→ Short problem
Return the records, each one exactly as written.

Pointing dataset excerpts:
++++

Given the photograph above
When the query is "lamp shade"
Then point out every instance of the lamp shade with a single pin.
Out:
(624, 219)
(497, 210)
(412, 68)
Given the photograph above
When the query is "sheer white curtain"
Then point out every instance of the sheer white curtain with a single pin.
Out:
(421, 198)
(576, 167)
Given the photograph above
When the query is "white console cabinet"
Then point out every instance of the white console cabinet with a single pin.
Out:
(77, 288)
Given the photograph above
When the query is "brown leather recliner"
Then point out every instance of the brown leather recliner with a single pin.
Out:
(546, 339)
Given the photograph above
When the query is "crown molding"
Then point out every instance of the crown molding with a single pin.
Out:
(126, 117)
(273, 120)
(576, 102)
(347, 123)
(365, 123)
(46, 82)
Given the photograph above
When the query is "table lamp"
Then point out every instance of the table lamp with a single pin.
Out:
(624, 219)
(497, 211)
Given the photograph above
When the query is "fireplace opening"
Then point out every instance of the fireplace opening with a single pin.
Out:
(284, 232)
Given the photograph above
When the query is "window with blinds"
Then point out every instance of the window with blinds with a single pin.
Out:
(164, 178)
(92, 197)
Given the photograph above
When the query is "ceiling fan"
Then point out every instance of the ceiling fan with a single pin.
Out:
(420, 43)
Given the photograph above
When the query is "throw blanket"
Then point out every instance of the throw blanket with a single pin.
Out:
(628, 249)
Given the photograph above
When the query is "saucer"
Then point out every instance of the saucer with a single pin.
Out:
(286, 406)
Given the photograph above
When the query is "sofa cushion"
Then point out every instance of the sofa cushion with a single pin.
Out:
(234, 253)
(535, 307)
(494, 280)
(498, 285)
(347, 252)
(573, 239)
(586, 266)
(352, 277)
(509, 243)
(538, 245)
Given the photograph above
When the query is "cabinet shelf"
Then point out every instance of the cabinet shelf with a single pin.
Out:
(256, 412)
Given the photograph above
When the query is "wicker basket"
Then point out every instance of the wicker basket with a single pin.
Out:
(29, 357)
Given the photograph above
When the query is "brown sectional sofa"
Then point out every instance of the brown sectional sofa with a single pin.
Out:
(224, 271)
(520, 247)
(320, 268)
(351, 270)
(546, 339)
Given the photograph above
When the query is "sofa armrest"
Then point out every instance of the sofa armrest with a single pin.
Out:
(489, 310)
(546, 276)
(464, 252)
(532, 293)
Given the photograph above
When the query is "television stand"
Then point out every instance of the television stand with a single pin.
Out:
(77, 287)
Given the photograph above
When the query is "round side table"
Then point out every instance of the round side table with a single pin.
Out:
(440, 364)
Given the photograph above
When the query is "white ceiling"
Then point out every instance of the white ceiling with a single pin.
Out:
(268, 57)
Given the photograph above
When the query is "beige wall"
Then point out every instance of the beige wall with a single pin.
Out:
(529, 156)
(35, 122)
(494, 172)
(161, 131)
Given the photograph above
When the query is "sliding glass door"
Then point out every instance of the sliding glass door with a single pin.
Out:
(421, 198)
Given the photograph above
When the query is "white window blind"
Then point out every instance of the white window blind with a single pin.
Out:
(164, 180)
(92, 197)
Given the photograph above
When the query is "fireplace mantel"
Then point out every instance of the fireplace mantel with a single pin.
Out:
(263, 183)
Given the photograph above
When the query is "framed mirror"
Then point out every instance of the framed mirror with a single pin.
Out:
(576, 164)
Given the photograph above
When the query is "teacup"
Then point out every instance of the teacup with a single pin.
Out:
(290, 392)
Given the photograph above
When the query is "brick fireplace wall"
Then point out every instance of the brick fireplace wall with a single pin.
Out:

++++

→ Exercise solution
Given the photograph above
When the query is "lamp shade"
Then point out every instance of the lamp shade with a single pin.
Out:
(624, 219)
(497, 210)
(412, 68)
Given the photograph above
When the query is "sheer white curtain"
Then point out every instance of the sheer white curtain with a single pin.
Out:
(421, 198)
(576, 167)
Given the photograph above
When the query is "white console cabinet"
Then point out every instance of the white console cabinet with a single pin.
Out:
(77, 288)
Given the photograph above
When the query is "brown leather recliner"
Then point out every instance of the brown leather recliner with a single pin.
Out:
(546, 339)
Given the photograph above
When the query is "crown molding"
Then point out every instance of the crown molding with a single pin.
Out:
(126, 117)
(273, 120)
(576, 102)
(347, 123)
(365, 123)
(46, 82)
Given the photograph above
When the query is "table lamp"
Then point out every instance of the table lamp with a single pin.
Out:
(624, 219)
(497, 211)
Given the photograph above
When the query is "fireplace opening"
Then point out every instance of the fireplace opening with a single pin.
Out:
(284, 232)
Given the photograph above
When the query is "window with blinds"
Then point out every instance of the window with blinds with a single pin.
Out:
(164, 178)
(92, 197)
Given the photograph above
When the query is "ceiling fan"
Then point out every instance of the ceiling fan with a single pin.
Out:
(420, 43)
Given the photograph above
When the query is "throw blanket"
Then point out every instance of the throw blanket with a single pin.
Out:
(628, 249)
Given the photograph above
When the query is "saucer"
Then point out every instance of the saucer with a single pin.
Out:
(286, 406)
Given the photograph above
When the query is "sofa cushion"
Then point out every instance of the sofa cushion with a single pin.
Out:
(234, 253)
(535, 307)
(494, 280)
(498, 285)
(347, 252)
(573, 239)
(586, 266)
(352, 277)
(509, 243)
(538, 245)
Given the photograph above
When the query is "cabinet shelf"
Then point out every instance of the cabinet shelf with a single pin.
Out:
(256, 412)
Given the photograph above
When the query is "wicker basket"
Then point out every instance of the wicker basket with a single pin.
Out:
(29, 357)
Given the photograph above
When the query is "brown sectional sofa"
Then point out every instance of the brown sectional sofa with a single pin.
Out:
(224, 271)
(520, 247)
(320, 268)
(351, 270)
(546, 339)
Given the photograph above
When the query is "sofa armrest"
Then point out every instance of the sofa armrest with a single pin.
Out:
(489, 310)
(546, 276)
(464, 252)
(532, 293)
Given the photograph above
When the query is "television stand"
Then point out every instance of the television stand with a single pin.
Out:
(77, 287)
Given the photograph above
When the query is "round side table"
Then point out every instance of the round side table with a single pin.
Out:
(440, 364)
Given the photograph above
When the query is "white ceiling"
Then point out every instance of the white ceiling with a single pin.
Out:
(268, 57)
Given the photograph above
When the query is "beige wall"
Then point out every instance of the beige wall with a single pin.
Out:
(529, 156)
(35, 122)
(494, 172)
(161, 131)
Given the photograph above
When the query is "sliding glass door"
Then point out every instance of the sliding glass door with a single pin.
Out:
(421, 198)
Given the photograph above
When the query is "white window blind"
Then point out every instance of the white window blind with a single pin.
Out:
(164, 180)
(92, 197)
Given the photograph above
When the query is "fireplace mantel"
Then point out every instance of the fireplace mantel with a single pin.
Out:
(263, 183)
Given the photograph above
When the query is "framed mirror"
Then point out every instance of the framed mirror with a single pin.
Out:
(576, 164)
Given the photograph above
When the query is "teacup"
Then point out every instance of the teacup with a single pin.
Out:
(290, 392)
Given the photograph above
When the query is "brick fireplace wall"
Then point out every instance of the brick fireplace wall with a single pin.
Out:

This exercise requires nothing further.